Supplied records →
┌────────

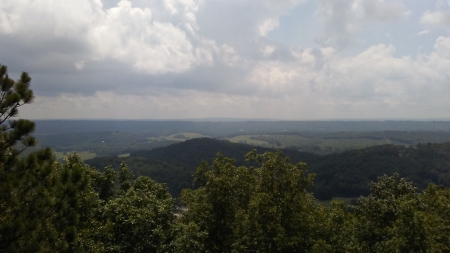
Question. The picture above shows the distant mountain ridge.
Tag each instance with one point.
(346, 174)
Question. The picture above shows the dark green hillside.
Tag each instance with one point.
(175, 177)
(348, 174)
(191, 152)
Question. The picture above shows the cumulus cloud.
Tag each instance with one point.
(195, 58)
(343, 18)
(439, 18)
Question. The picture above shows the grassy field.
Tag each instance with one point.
(85, 155)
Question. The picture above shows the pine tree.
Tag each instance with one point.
(38, 197)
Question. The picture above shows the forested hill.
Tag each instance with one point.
(346, 174)
(350, 173)
(191, 152)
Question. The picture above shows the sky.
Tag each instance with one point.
(265, 59)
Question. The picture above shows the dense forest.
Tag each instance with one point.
(260, 202)
(346, 174)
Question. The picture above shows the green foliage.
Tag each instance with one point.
(39, 199)
(263, 209)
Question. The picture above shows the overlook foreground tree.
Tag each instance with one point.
(266, 208)
(38, 200)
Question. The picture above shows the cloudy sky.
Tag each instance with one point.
(278, 59)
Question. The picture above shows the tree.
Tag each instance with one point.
(38, 197)
(266, 208)
(389, 220)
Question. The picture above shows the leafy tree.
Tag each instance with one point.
(263, 209)
(388, 220)
(436, 215)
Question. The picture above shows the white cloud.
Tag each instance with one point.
(423, 32)
(343, 18)
(439, 18)
(268, 25)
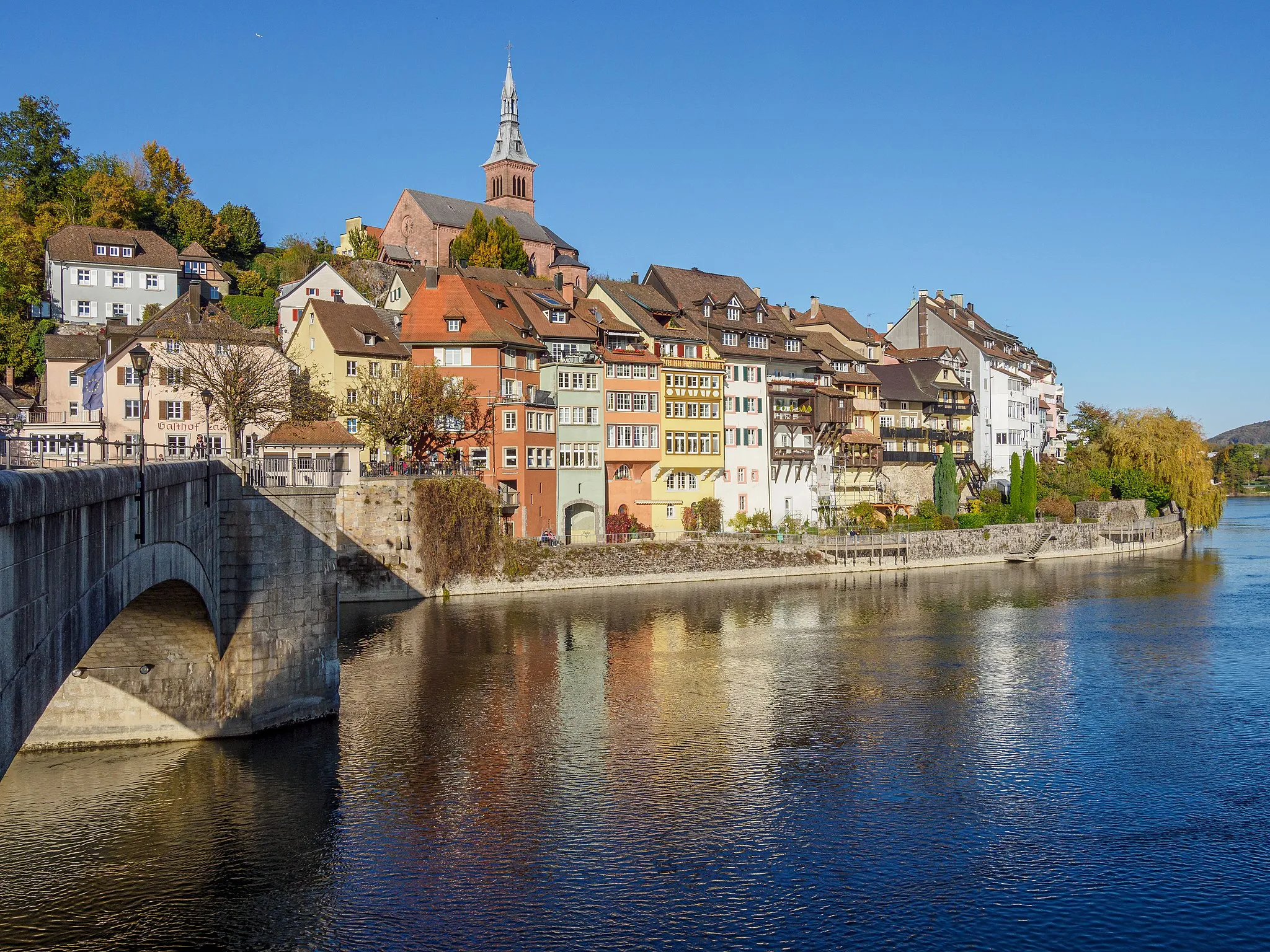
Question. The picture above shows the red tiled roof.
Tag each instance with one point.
(321, 433)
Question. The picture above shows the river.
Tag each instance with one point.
(1054, 756)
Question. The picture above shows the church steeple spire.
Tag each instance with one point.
(510, 170)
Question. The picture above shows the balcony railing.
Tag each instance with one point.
(793, 454)
(801, 416)
(926, 433)
(921, 456)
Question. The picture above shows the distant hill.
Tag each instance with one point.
(1249, 433)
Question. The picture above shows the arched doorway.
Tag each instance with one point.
(579, 522)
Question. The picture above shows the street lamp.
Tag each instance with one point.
(207, 439)
(140, 358)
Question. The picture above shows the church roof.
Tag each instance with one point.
(456, 213)
(510, 145)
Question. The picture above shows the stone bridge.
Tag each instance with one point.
(223, 624)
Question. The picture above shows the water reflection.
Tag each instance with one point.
(1055, 754)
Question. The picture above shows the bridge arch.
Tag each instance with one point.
(230, 606)
(69, 641)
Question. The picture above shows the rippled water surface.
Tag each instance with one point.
(1059, 756)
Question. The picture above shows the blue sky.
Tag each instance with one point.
(1091, 177)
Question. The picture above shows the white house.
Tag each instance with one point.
(323, 282)
(1003, 372)
(94, 275)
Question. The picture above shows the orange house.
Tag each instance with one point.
(477, 330)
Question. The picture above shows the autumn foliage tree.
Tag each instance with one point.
(489, 245)
(242, 367)
(419, 412)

└────────

Challenge →
Revise the material above by replacing "Tag each instance" with "Mark every instance" wherever it occurs, leaving everything else unchanged. Omit the pictures from your answer.

Finished task →
Question. The picture above shows the distant mountain ridge.
Mark every instance with one point.
(346, 174)
Question. The picture above shows the dark green hillside.
Mark every instance with one point.
(175, 177)
(348, 174)
(191, 152)
Question. The picture above shows the cumulus cloud.
Mark every instance with one point.
(195, 58)
(343, 18)
(439, 18)
Question. The picture above shows the grassy field.
Mark every instance with one point.
(85, 155)
Question. The picture above shows the pine tree.
Mark every instance with one point.
(38, 197)
Question. The picture above shows the forested hill.
Mark every instance with one point.
(346, 174)
(350, 173)
(191, 152)
Question. The picture above shows the sky.
Mark every instance with one point.
(265, 59)
Question. The picture above shows the dense forest.
Mark every instance with one point.
(260, 202)
(346, 174)
Question. The picture above shows the green foliage.
Mark every instance with one point.
(39, 199)
(263, 209)
Question. The picture above shows the overlook foreground tree.
Mark every instance with one point.
(266, 208)
(38, 200)
Question. The picture above shows the cloudy sky.
Mark every instance with one point.
(278, 59)
Question. The picture above shows the tree.
Mark every instance with one point.
(38, 197)
(266, 208)
(389, 220)
Question. The picture above shows the leafy tree.
Mark every instance with one point.
(263, 209)
(388, 220)
(436, 215)
Question. The picture above shows the white cloud.
Mark every instance with one point.
(423, 32)
(343, 18)
(439, 18)
(268, 25)
Question. The picture above shows the red tiled roof.
Mark every instance with one point.
(321, 433)
Question. The picture above shows the river.
Mark every instance with one point.
(1054, 756)
Question. The picture above shows the church steeple spire.
Mark every instance with one point.
(510, 170)
Question. The picture above shows the balcony railing.
Mark every instance with one point.
(793, 454)
(801, 416)
(926, 433)
(921, 456)
Question. The picture above shows the distant hill.
Mark every instance with one point.
(1249, 433)
Question. The picture above shows the arched doorway.
Mark every instance with one point.
(579, 522)
Question. The picture above shows the street lamp.
Mark every instance with one point.
(207, 439)
(140, 358)
Question. The picture above shows the church roof.
Mark every instance with one point.
(456, 213)
(510, 145)
Question. The picture above shows the stone bridge.
Mark every instance with one point.
(223, 624)
Question. The picture above shows the water reflection.
Mark every instance with one point.
(1055, 754)
Question. The picture above shows the bridge arch.
Mark every instance with one point.
(230, 606)
(69, 641)
Question. The picture above shows the rippled water surface.
Mark every instance with one point.
(1059, 756)
Question. The picture above shows the blue sky.
Mark every instance with one point.
(1091, 177)
Question. The picture above shows the white house.
Mark every instance with one point.
(323, 282)
(1003, 372)
(94, 275)
Question. The picture above shows the orange house.
Mark every instance with one point.
(477, 330)
Question. The picture above shows the autumn foliage tree.
Mark every instance with one point.
(489, 245)
(242, 367)
(419, 412)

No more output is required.